» REQUIRED TASK: Convert all of the entries below into a JSON list of strings, one string per line, omitting blank lines.

» RECORDS FOR THE TASK:
○ ○ ○
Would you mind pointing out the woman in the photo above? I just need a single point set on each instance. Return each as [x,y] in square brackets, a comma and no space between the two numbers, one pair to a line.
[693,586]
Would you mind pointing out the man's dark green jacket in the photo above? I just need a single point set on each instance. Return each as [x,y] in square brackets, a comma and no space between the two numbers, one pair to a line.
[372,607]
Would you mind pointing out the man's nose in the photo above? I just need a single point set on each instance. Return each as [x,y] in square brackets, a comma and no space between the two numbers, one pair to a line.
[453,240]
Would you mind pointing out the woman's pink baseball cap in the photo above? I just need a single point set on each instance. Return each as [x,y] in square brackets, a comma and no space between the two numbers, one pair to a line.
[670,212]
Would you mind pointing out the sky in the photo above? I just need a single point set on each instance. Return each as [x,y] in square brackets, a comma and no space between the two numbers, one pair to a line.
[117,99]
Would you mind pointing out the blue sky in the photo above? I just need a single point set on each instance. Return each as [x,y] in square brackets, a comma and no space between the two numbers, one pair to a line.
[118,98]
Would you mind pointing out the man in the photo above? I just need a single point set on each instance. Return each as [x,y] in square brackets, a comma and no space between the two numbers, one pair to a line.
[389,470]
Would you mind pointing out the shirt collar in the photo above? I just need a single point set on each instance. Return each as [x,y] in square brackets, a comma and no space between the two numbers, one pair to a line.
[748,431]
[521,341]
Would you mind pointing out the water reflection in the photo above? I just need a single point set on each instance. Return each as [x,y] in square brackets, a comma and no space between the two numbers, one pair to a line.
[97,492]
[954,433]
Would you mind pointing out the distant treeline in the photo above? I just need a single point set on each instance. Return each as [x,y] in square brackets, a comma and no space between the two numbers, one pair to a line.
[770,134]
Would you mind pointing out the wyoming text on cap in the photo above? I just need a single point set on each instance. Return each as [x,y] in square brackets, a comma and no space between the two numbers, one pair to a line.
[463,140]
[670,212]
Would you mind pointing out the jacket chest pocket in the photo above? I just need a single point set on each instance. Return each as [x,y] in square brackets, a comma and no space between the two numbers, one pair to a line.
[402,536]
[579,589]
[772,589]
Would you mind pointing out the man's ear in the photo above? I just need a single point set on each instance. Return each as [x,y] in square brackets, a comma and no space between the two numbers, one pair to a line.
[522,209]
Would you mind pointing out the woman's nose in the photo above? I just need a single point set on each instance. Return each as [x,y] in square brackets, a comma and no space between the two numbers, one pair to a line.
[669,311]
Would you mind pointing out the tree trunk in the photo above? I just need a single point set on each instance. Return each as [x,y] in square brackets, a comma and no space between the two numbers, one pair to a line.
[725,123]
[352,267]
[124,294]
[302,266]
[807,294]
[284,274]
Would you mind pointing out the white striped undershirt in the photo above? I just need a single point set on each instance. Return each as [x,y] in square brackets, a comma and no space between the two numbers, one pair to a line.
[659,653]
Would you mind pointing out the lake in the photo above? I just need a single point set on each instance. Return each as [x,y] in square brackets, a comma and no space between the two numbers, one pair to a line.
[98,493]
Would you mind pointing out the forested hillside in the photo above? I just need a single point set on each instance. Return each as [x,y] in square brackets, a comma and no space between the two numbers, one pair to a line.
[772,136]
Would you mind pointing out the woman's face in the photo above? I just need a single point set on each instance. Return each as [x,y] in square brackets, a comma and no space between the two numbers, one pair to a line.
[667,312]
○ ○ ○
» TASK RESULT:
[
  "Would you mind pointing out the woman in the photo above? I just need a single point set on each instance. Return each as [x,y] in square brackets, a comma and no space between the two numbers, one pair to a line.",
  "[693,586]",
  "Would you mind pointing out the man's dark green jacket in the photo above? I just need a single point set on each instance. Return each as [x,y] in square brackets, a comma and no space between the two numbers, one pair to a line.",
  "[372,607]",
  "Would you mind pointing out the man's nose in the photo above? I just need a single point set on each instance. Return each as [x,y] in square brackets, a comma and no space between the two numbers, one pair to a line.",
  "[453,240]",
  "Would you mind pointing out the woman's pink baseball cap in the photo above? I just need a single point set on each instance. Return each as [x,y] in square brackets, a comma and no space between the two numbers, one pair to a line.",
  "[670,212]",
  "Would you mind pointing out the sky in the photo above? I just need a single point set on each instance. Return each as [x,y] in square brackets, a comma and no space between the two numbers, one pair to a line.",
  "[117,99]",
  "Would you mind pointing out the blue sky in the photo above? I just need a single point set on each instance. Return each as [x,y] in square brackets, a comma and no space between the two numbers, one pair to a line.",
  "[118,98]",
  "Would you mind pointing out the man in the photo above? I just need a single point set on each instance. Return each as [x,y] in square brackets, a comma and no space between the two numbers, one pair to a line.",
  "[389,470]",
  "Would you mind pointing out the shirt collar in the photo above? I just need a single point set on each instance. Return each as [x,y] in square brackets, a comma and no space between the two numbers, one pair to a line.",
  "[748,431]",
  "[521,341]",
  "Would you mind pointing out the water reflection in the photo above? I just need a single point set on each instance. Return each as [x,y] in square brackets, a comma and no space between the two numbers, one pair to a line.",
  "[97,492]",
  "[954,433]",
  "Would you mind pointing out the distant treeline in the photo above? I just need a single point set on each instance. Return each as [x,y] in square brackets, a comma and no space between the two numbers, one pair to a line.",
  "[770,134]",
  "Would you mind pointing out the wyoming text on cap in the photo above? I just need a single point set on each instance. Return each as [x,y] in square brackets, a comma and no space between the two numbers, one pair to a line.",
  "[463,140]",
  "[670,212]",
  "Would you mind pointing out the jacket chest pocket in the photo above? I just need a single point set on each instance. Return each as [x,y] in square brackets, a comma and no space between the two numbers, one pair to a line.",
  "[402,536]",
  "[579,589]",
  "[772,589]",
  "Would you mind pointing out the man's ear in the photo above? I just need a single point set on each instance. Return each as [x,y] in square brackets, a comma and no space between the two numbers, one pair to a line.",
  "[522,209]",
  "Would you mind pointing out the woman's nose in the photo above? I just need a single point set on each instance. Return each as [x,y] in square brackets, a comma and no space between the two numbers, one pair to a line.",
  "[669,311]",
  "Would you mind pointing out the tree trunk in the photo above? I just need a single point set on each instance. Return each as [x,y] in square brackets, a comma and no space between the two numbers, one pair to a line.",
  "[725,123]",
  "[352,267]",
  "[124,294]",
  "[302,266]",
  "[807,294]",
  "[284,274]",
  "Would you mind pointing out the white striped undershirt in the photo above? I just need a single point set on each instance. Return each as [x,y] in square brackets, a comma and no space between the two numbers, one pair to a line.",
  "[659,653]",
  "Would you mind pointing out the lake in the photo above? I just need a single point set on each instance. Return each as [x,y] in square brackets, a comma and no space between the two numbers, one pair to a line.",
  "[98,493]",
  "Would you mind pointing out the forested hillside in the photo above? I just need a single point set on each instance. Return each as [x,y] in square brackets, a comma and no space between the two numbers, one pair to a line.",
  "[772,136]",
  "Would you mind pointing out the woman's face in the photo above? I just need a single point set on each instance. Return each as [x,y] in square brackets, a comma and no space between the two numbers, one pair to a line.",
  "[667,312]"
]